Try it: Only the lines below between the ones containing "Target: grass" and "830, row 124.", inclusive, are to be reproduced, each exactly as it stands.

Data:
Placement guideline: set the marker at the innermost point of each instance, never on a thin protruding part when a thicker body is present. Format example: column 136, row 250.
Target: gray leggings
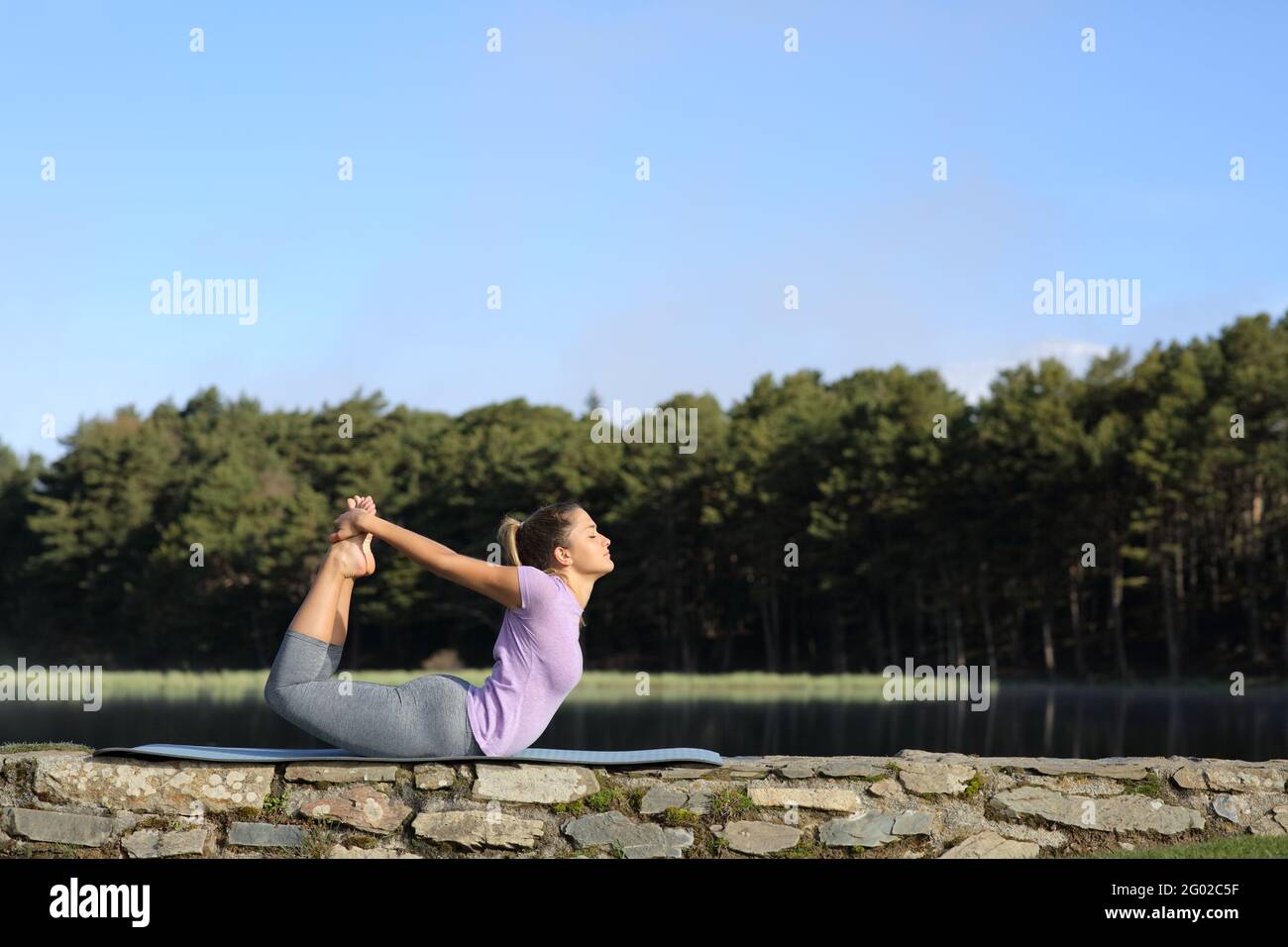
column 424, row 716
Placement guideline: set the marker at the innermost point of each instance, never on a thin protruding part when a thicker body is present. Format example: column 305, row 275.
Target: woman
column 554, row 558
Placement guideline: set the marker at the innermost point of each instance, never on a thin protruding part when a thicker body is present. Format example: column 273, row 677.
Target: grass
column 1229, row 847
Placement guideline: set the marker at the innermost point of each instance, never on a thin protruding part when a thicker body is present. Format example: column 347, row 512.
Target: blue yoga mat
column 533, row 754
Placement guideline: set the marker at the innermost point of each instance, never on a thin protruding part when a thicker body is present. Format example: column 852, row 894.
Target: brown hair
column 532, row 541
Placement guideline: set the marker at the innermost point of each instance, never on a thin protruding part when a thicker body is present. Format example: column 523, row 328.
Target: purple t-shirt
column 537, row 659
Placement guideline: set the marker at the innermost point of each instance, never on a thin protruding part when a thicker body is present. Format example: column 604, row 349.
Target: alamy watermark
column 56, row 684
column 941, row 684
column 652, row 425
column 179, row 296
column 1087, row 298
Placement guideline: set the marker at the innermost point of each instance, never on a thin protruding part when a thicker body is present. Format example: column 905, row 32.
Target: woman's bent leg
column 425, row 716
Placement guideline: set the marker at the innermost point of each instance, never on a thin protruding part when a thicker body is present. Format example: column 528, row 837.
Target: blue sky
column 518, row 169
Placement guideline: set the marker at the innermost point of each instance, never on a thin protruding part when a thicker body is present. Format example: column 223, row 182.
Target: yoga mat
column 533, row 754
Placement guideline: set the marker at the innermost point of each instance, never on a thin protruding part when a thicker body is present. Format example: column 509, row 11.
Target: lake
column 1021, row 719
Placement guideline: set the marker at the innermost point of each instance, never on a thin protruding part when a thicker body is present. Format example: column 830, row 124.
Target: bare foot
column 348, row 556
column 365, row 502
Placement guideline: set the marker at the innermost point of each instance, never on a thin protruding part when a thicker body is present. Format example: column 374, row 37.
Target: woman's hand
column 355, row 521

Written reply:
Target: grass
column 1229, row 847
Placement guideline: set the marker at the innermost point of each instance, never on a thin protruding part when a thicker body is present. Format example: column 347, row 512.
Target: blue yoga mat
column 533, row 754
Placement guideline: set the marker at the innermost point of each instance, never on a thin protruding part when a thicker body is present. Format example: column 852, row 894.
Target: brown hair
column 532, row 541
Placement guideline: set the marker at the innermost point of each instance, never on a thin protruding part when a thicker body is present. Format example: column 523, row 328.
Target: purple t-shirt
column 537, row 659
Placement guideline: set the marker at the innermost point of each instance, never on a thin protruding part when a thicker body is present. Format example: column 604, row 349.
Target: alamy watermark
column 56, row 684
column 941, row 684
column 652, row 425
column 179, row 296
column 1087, row 298
Placement guideline: set the marker at the innermost point of each instance, never on a thin protruding part when a thicker body is present. Format example: column 905, row 32.
Target: woman's bent leg
column 425, row 716
Placement guideline: set the marker at the innermost point of each instance, never on a thin protruding part when a thicker body is present. Format example: column 528, row 837.
Target: blue sky
column 518, row 169
Placement guideline: set the marker at the innermost point of each instance, never on a thin protruding part when a thicker body is present. Format example: column 223, row 182.
Target: yoga mat
column 533, row 754
Placement guideline: set the marker at the innermost point of each instance, never on a thin protruding part when a thicker body is present. Format example: column 509, row 11.
Target: lake
column 1021, row 719
Placement guideline: set the marker at the innermost point of each instance, never on a thin protruding part when a thicker body is present. Format example: column 830, row 124.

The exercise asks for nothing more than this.